--- Start of MATERIALS PROVIDED ---
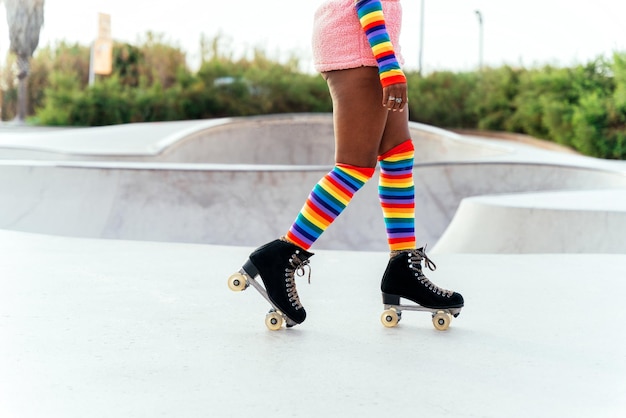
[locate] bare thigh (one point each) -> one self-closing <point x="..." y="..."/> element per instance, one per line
<point x="364" y="128"/>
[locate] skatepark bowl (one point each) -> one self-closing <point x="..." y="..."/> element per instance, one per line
<point x="241" y="181"/>
<point x="116" y="243"/>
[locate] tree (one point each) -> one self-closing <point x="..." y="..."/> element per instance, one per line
<point x="25" y="18"/>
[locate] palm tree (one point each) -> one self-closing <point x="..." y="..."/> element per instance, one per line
<point x="25" y="18"/>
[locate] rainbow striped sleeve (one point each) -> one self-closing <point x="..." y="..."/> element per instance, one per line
<point x="370" y="14"/>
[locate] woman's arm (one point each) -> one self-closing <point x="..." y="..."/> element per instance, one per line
<point x="370" y="14"/>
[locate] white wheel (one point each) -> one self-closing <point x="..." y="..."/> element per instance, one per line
<point x="237" y="282"/>
<point x="441" y="320"/>
<point x="273" y="320"/>
<point x="390" y="318"/>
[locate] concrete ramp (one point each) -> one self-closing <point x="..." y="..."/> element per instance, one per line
<point x="241" y="181"/>
<point x="554" y="222"/>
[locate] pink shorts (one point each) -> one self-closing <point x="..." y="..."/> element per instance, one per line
<point x="340" y="43"/>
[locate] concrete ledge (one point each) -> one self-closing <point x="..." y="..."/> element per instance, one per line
<point x="555" y="222"/>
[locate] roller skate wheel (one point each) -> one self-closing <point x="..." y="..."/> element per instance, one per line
<point x="441" y="320"/>
<point x="273" y="321"/>
<point x="390" y="318"/>
<point x="237" y="282"/>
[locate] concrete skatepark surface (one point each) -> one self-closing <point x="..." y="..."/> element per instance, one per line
<point x="105" y="328"/>
<point x="176" y="181"/>
<point x="124" y="327"/>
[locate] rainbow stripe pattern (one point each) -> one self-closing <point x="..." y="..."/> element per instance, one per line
<point x="327" y="200"/>
<point x="396" y="191"/>
<point x="372" y="20"/>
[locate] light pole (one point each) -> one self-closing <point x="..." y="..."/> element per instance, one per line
<point x="421" y="51"/>
<point x="480" y="39"/>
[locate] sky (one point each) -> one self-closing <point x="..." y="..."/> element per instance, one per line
<point x="528" y="33"/>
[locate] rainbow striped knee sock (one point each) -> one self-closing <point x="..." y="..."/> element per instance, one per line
<point x="396" y="191"/>
<point x="327" y="200"/>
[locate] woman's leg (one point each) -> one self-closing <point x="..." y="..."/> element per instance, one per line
<point x="359" y="124"/>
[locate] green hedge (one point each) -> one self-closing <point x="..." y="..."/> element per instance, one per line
<point x="583" y="107"/>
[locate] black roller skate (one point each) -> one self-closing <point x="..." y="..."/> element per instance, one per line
<point x="404" y="278"/>
<point x="277" y="263"/>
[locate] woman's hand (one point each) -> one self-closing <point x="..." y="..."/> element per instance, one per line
<point x="395" y="97"/>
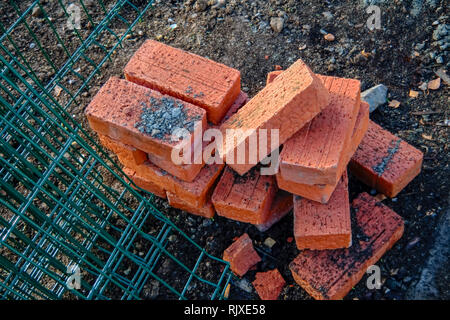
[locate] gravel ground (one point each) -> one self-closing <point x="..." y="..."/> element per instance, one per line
<point x="258" y="36"/>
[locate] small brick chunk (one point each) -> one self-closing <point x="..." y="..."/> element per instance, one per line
<point x="127" y="155"/>
<point x="116" y="112"/>
<point x="189" y="77"/>
<point x="287" y="105"/>
<point x="322" y="192"/>
<point x="281" y="206"/>
<point x="145" y="184"/>
<point x="246" y="198"/>
<point x="385" y="162"/>
<point x="269" y="284"/>
<point x="207" y="210"/>
<point x="324" y="226"/>
<point x="241" y="255"/>
<point x="316" y="153"/>
<point x="331" y="274"/>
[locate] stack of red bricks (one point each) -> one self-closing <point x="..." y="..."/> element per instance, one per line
<point x="322" y="128"/>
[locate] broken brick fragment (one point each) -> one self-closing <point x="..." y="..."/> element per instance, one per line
<point x="331" y="274"/>
<point x="116" y="112"/>
<point x="127" y="155"/>
<point x="207" y="210"/>
<point x="145" y="184"/>
<point x="241" y="255"/>
<point x="246" y="198"/>
<point x="385" y="162"/>
<point x="286" y="106"/>
<point x="316" y="153"/>
<point x="322" y="192"/>
<point x="186" y="76"/>
<point x="269" y="284"/>
<point x="324" y="226"/>
<point x="281" y="206"/>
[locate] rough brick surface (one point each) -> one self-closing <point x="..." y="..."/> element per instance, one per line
<point x="185" y="172"/>
<point x="195" y="193"/>
<point x="127" y="155"/>
<point x="322" y="193"/>
<point x="118" y="106"/>
<point x="203" y="82"/>
<point x="207" y="210"/>
<point x="269" y="284"/>
<point x="281" y="206"/>
<point x="315" y="154"/>
<point x="241" y="255"/>
<point x="245" y="198"/>
<point x="385" y="162"/>
<point x="324" y="226"/>
<point x="331" y="274"/>
<point x="287" y="105"/>
<point x="145" y="184"/>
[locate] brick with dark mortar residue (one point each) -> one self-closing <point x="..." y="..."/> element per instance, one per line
<point x="296" y="98"/>
<point x="145" y="184"/>
<point x="195" y="193"/>
<point x="269" y="284"/>
<point x="281" y="206"/>
<point x="316" y="153"/>
<point x="385" y="162"/>
<point x="246" y="198"/>
<point x="127" y="155"/>
<point x="322" y="193"/>
<point x="203" y="82"/>
<point x="207" y="210"/>
<point x="241" y="255"/>
<point x="331" y="274"/>
<point x="324" y="226"/>
<point x="116" y="112"/>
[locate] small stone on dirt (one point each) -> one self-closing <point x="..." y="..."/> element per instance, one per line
<point x="277" y="24"/>
<point x="375" y="96"/>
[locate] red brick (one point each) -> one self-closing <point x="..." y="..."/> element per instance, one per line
<point x="197" y="80"/>
<point x="331" y="274"/>
<point x="245" y="198"/>
<point x="281" y="206"/>
<point x="241" y="100"/>
<point x="127" y="155"/>
<point x="195" y="193"/>
<point x="322" y="193"/>
<point x="269" y="284"/>
<point x="207" y="210"/>
<point x="324" y="226"/>
<point x="145" y="184"/>
<point x="241" y="255"/>
<point x="315" y="154"/>
<point x="287" y="105"/>
<point x="185" y="172"/>
<point x="117" y="107"/>
<point x="385" y="162"/>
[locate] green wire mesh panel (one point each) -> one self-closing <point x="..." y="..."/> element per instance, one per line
<point x="71" y="226"/>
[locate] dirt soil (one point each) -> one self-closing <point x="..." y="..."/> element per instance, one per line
<point x="401" y="55"/>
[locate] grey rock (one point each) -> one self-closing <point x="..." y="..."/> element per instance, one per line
<point x="277" y="24"/>
<point x="244" y="285"/>
<point x="434" y="280"/>
<point x="375" y="96"/>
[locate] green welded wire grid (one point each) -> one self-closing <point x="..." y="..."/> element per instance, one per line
<point x="57" y="210"/>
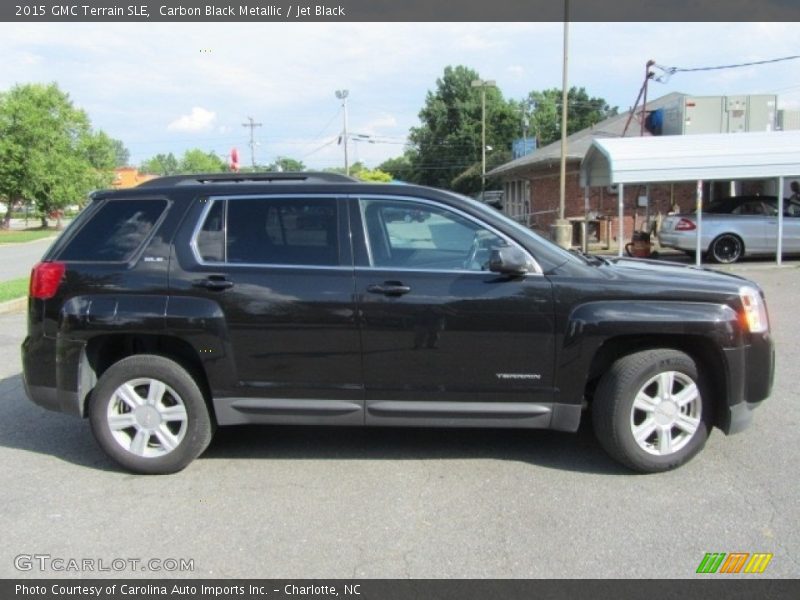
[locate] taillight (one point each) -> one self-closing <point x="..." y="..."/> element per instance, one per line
<point x="685" y="225"/>
<point x="45" y="279"/>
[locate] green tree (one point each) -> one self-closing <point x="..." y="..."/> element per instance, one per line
<point x="399" y="167"/>
<point x="197" y="161"/>
<point x="448" y="141"/>
<point x="373" y="176"/>
<point x="49" y="153"/>
<point x="160" y="164"/>
<point x="544" y="112"/>
<point x="121" y="154"/>
<point x="192" y="161"/>
<point x="285" y="164"/>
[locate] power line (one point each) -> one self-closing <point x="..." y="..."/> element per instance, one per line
<point x="670" y="71"/>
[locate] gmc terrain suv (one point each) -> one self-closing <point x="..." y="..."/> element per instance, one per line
<point x="190" y="302"/>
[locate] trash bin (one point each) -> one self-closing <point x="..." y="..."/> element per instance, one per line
<point x="640" y="246"/>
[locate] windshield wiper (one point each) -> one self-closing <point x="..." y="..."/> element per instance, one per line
<point x="591" y="259"/>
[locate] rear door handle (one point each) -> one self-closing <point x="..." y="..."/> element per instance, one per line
<point x="214" y="282"/>
<point x="389" y="288"/>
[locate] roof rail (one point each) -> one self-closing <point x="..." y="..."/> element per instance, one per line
<point x="205" y="178"/>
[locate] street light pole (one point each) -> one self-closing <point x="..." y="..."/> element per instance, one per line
<point x="342" y="95"/>
<point x="483" y="84"/>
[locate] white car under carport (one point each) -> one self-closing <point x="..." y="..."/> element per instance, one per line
<point x="733" y="228"/>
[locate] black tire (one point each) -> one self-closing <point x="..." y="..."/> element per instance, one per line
<point x="164" y="435"/>
<point x="727" y="248"/>
<point x="617" y="416"/>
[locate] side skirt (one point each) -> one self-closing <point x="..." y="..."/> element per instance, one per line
<point x="289" y="411"/>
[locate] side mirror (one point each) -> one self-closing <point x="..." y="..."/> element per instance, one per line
<point x="510" y="260"/>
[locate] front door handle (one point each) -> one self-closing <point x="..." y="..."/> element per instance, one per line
<point x="214" y="282"/>
<point x="389" y="288"/>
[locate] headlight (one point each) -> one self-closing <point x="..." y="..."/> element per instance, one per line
<point x="755" y="310"/>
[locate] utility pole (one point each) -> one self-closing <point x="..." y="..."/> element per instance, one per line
<point x="562" y="230"/>
<point x="252" y="125"/>
<point x="342" y="95"/>
<point x="483" y="84"/>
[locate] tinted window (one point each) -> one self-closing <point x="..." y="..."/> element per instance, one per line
--- End of MATERIALS PROVIDED ---
▶ [WHAT YOU HAVE TO DO] Take the part of the listing above that opens with the line containing "[locate] roof rail" and closes with the end of the listing. Swap "side mirror" for "wing mirror" and write out those lines again, with nothing else altered.

▶ [WORKED ANSWER]
[locate] roof rail (one point each) -> one self-closing <point x="..." y="..."/> element per instance, one per line
<point x="205" y="178"/>
[locate] street light pole (one point each) -> one self-closing <point x="..." y="..."/> element per instance, one per line
<point x="342" y="95"/>
<point x="483" y="84"/>
[locate] white car under carport (one point each) -> one self-closing <point x="..." y="..."/> element per instance, one per line
<point x="733" y="228"/>
[locate] black tire (one point each) -> one self-closing <point x="..." y="..."/> element per instance, one per line
<point x="164" y="435"/>
<point x="727" y="248"/>
<point x="617" y="416"/>
[locate] side skirt (one point each) -> one self-closing <point x="..." y="..."/> element per instance, one per line
<point x="289" y="411"/>
[locate] wing mirror (one point each) -> one self-closing <point x="..." y="..."/> element per instance, one per line
<point x="510" y="260"/>
[locate] front door handle (one point each) -> one self-closing <point x="..." y="..."/> element per instance, one per line
<point x="214" y="282"/>
<point x="389" y="288"/>
[locate] headlight (one point each) -> one self-closing <point x="..." y="..."/> element per instance, one per line
<point x="755" y="310"/>
[locate] utility pole (one point each) -> one self-closing <point x="..." y="..."/> element per instance, one per line
<point x="562" y="230"/>
<point x="252" y="125"/>
<point x="342" y="95"/>
<point x="483" y="84"/>
[locate] tinted window (one point each) -> one self-closing <point x="..." y="..."/> element per instance, one per line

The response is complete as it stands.